Extrait retenu:
╔══

Les disparités sociales s’accentuent : en 2024, le taux d’activité plafonne à 43%, et le chômage frappe 21,4% des actifs. Cette exclusion de larges franges de la population du tissu productif national alimente un sentiment d’abandon. Comme l’a souligné le discours Royal, il est impératif de «faire de l’intégration économique et sociale une priorité transversale de toutes les politiques publiques ».
A cela s’ajoute une crise latente du lien social. En 2021, plus de 92 000 cas de divorce ont été recensés. Ce chiffre traduit une fragilisation des structures familiales, particulièrement dans les foyers les plus modestes, victimes collatérales d’une précarité grandissante.

Le paradoxe de la politique monétaire : levier économique ou anesthésiant social ?
La baisse du taux directeur vise théoriquement à encourager l’investissement et la consommation productive. Elle s’inscrit dans une logique de stimulation de la demande, essentielle à la reprise postpandémique. Le Souverain en a reconnu l’importance, appelant à « mobiliser le système financier au service d’une croissance plus inclusive ».
Cependant, dans un contexte marqué par la stagnation des salaires et l’envolée des prix, le recours croissant au crédit à la consommation devient une échappatoire, voire un piège.
 Selon le HCP :

•     57,6% des ménages affirment que leurs revenus couvrent à peine leurs dépenses;
•     40,6% s’endettent ou puisent dans leur épargne;
•     1,8% parviennent à épargner.
Ce basculement vers l’endettement de survie révèle une tension profonde : le crédit, censé être un levier d’investissement, se transforme en béquille pour des ménages pressurisés. Ce phénomène risque de nourrir un cercle vicieux d’appauvrissement, d’autant plus que le coût de la vie — logement, transport, santé, éducation — ne cesse d’augmenter.
La politique monétaire actuelle, si elle stimule l’économie à court terme, ne saurait compenser l’absence de politiques sociales audacieuses. Elle calme les symptômes sans traiter les causes.
 
Un écart qui se creuse entre les classes sociales
 
Dans le climat actuel, les écarts de destin économique se renforcent dangereusement :
•     Les classes aisées utilisent les taux bas pour investir dans des actifs rentables (immobilier, marchés financiers), consolidant leur patrimoine.
•     Les classes moyennes s’endettent pour maintenir leur niveau de vie, sans pouvoir accumuler de capital.

╚══

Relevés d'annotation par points

╔══

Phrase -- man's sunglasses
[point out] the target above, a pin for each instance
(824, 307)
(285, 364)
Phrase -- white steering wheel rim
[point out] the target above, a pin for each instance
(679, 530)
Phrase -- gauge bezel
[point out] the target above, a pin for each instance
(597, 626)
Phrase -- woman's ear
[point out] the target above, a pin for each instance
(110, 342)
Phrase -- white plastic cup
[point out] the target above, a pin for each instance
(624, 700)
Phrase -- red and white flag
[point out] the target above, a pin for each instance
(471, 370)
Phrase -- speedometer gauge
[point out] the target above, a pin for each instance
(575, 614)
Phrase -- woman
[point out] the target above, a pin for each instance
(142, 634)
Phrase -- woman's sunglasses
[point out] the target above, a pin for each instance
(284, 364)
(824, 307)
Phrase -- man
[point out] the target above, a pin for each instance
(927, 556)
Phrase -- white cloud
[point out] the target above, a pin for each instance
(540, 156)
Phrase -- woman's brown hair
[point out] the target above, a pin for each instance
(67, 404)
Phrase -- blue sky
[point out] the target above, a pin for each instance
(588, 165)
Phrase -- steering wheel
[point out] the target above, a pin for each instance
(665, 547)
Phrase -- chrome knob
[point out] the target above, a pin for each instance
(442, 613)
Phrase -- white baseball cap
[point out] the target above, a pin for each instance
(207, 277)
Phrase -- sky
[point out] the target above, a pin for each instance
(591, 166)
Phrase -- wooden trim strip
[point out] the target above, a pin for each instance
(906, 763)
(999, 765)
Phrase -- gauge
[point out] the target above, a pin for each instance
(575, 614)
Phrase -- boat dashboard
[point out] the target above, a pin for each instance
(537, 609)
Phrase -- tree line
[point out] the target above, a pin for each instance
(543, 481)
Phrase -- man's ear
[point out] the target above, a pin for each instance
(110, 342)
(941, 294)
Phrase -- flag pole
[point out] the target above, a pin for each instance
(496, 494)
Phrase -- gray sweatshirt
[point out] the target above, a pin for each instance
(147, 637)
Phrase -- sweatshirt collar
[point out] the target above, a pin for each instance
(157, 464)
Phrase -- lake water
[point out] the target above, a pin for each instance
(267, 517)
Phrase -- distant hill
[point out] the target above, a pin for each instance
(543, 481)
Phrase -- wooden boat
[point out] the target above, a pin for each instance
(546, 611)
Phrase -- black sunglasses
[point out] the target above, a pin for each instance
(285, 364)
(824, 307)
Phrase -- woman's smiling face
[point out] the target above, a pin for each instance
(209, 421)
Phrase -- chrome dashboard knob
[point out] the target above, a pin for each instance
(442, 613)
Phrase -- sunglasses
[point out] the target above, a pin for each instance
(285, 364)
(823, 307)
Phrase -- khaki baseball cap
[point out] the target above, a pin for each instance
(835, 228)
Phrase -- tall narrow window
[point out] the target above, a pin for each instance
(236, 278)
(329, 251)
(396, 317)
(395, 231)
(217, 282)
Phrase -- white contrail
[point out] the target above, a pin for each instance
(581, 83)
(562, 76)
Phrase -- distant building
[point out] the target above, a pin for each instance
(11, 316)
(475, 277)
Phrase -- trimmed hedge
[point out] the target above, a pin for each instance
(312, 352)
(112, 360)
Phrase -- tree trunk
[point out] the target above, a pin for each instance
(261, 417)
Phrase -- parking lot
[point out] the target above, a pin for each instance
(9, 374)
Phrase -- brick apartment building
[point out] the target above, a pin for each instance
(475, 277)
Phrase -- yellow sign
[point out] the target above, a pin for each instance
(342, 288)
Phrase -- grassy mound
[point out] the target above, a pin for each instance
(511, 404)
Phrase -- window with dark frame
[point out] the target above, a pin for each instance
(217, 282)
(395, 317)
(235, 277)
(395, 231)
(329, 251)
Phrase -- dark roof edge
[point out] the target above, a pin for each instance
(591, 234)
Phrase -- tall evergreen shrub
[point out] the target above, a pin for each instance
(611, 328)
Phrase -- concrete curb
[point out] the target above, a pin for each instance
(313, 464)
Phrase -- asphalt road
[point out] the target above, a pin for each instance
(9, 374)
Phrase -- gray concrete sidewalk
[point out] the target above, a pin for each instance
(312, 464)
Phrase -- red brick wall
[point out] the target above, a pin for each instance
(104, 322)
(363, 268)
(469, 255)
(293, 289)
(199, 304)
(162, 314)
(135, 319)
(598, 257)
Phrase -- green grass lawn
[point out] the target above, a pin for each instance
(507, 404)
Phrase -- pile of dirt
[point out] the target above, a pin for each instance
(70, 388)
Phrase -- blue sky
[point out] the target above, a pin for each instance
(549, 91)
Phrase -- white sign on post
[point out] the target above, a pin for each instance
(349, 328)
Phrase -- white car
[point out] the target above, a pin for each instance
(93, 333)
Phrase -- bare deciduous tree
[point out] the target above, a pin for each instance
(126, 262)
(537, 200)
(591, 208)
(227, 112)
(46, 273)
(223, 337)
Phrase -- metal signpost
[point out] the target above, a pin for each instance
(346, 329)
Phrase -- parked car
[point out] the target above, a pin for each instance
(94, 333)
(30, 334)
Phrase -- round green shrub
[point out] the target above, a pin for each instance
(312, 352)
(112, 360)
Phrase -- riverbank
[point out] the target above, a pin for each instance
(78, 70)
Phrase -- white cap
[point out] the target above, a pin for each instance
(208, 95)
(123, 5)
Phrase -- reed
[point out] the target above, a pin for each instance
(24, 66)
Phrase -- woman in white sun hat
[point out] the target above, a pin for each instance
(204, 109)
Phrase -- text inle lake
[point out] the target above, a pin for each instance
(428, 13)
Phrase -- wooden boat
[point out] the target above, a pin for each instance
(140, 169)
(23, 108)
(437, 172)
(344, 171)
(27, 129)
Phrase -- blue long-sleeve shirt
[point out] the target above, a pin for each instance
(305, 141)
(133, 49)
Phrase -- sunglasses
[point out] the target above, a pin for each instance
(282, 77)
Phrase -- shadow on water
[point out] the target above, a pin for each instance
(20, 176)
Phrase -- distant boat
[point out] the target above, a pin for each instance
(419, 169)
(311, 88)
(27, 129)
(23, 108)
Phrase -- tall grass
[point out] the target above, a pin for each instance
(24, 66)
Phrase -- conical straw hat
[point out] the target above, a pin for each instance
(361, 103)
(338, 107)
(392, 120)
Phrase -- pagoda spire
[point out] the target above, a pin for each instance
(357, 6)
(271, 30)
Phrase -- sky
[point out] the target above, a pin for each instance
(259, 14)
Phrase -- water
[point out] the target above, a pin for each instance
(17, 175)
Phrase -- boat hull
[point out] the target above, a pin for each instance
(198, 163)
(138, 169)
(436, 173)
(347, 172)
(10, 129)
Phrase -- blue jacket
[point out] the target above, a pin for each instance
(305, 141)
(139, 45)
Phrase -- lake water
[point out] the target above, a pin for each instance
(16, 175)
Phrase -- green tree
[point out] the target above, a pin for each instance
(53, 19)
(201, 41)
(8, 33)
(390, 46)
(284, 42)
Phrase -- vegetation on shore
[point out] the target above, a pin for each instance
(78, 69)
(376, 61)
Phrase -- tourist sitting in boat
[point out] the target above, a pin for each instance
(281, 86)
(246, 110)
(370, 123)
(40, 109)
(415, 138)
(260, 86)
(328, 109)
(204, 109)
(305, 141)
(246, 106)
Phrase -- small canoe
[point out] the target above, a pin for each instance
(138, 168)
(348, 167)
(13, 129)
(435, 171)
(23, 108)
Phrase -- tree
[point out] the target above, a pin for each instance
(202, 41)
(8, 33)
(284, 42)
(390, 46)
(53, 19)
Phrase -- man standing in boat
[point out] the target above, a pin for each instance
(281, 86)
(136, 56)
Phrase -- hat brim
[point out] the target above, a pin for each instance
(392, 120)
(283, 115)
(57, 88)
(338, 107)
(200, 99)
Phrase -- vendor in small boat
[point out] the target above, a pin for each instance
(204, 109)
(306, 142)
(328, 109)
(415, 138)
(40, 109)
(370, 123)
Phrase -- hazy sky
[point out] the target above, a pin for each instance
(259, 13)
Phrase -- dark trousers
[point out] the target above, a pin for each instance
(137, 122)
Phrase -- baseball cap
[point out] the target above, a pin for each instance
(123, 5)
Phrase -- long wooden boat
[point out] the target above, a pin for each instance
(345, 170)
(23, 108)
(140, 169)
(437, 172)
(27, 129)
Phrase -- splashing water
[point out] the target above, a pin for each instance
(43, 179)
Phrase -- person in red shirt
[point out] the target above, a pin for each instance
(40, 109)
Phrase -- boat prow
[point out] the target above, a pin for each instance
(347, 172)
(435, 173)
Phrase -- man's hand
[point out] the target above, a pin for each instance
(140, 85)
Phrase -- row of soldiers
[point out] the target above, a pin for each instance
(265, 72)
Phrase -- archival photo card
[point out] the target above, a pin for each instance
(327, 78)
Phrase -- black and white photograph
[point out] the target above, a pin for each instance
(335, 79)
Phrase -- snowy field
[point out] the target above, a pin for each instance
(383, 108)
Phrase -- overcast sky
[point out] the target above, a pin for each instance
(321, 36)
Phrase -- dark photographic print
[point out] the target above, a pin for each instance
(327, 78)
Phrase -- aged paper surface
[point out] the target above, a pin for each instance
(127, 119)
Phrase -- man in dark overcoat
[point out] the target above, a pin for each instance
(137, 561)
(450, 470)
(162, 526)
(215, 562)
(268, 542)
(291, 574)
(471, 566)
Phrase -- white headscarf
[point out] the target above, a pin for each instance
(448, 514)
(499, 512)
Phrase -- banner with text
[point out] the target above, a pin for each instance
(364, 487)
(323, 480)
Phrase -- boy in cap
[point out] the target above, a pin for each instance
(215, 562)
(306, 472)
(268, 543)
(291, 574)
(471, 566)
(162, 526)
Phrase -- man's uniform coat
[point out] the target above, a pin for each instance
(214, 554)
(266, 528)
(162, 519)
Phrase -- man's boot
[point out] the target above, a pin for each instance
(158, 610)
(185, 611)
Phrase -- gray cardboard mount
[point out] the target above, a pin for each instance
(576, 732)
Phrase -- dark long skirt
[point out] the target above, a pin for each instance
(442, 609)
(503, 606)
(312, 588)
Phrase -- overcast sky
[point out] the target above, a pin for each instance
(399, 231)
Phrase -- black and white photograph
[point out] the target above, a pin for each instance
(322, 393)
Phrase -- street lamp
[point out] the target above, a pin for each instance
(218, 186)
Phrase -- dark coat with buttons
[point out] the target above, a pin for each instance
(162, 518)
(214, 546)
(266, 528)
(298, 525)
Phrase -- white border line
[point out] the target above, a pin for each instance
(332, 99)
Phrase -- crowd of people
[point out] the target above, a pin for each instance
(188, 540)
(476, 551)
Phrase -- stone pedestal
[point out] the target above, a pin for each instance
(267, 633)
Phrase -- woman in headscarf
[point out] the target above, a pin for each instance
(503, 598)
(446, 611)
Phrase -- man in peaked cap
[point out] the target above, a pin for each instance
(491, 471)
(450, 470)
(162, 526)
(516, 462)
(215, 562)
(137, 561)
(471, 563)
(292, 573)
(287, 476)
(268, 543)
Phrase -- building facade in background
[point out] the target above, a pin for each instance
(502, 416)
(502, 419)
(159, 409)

╚══

Consigne: Renvoyez mot pour mot tout le passage de l'extrait sur les inégalités sociales, depuis « A cela s’ajoute » jusqu'à « voire un piège. ».

Solution proposée:
A cela s’ajoute une crise latente du lien social. En 2021, plus de 92 000 cas de divorce ont été recensés. Ce chiffre traduit une fragilisation des structures familiales, particulièrement dans les foyers les plus modestes, victimes collatérales d’une précarité grandissante.

Le paradoxe de la politique monétaire : levier économique ou anesthésiant social ?
La baisse du taux directeur vise théoriquement à encourager l’investissement et la consommation productive. Elle s’inscrit dans une logique de stimulation de la demande, essentielle à la reprise postpandémique. Le Souverain en a reconnu l’importance, appelant à « mobiliser le système financier au service d’une croissance plus inclusive ».
Cependant, dans un contexte marqué par la stagnation des salaires et l’envolée des prix, le recours croissant au crédit à la consommation devient une échappatoire, voire un piège.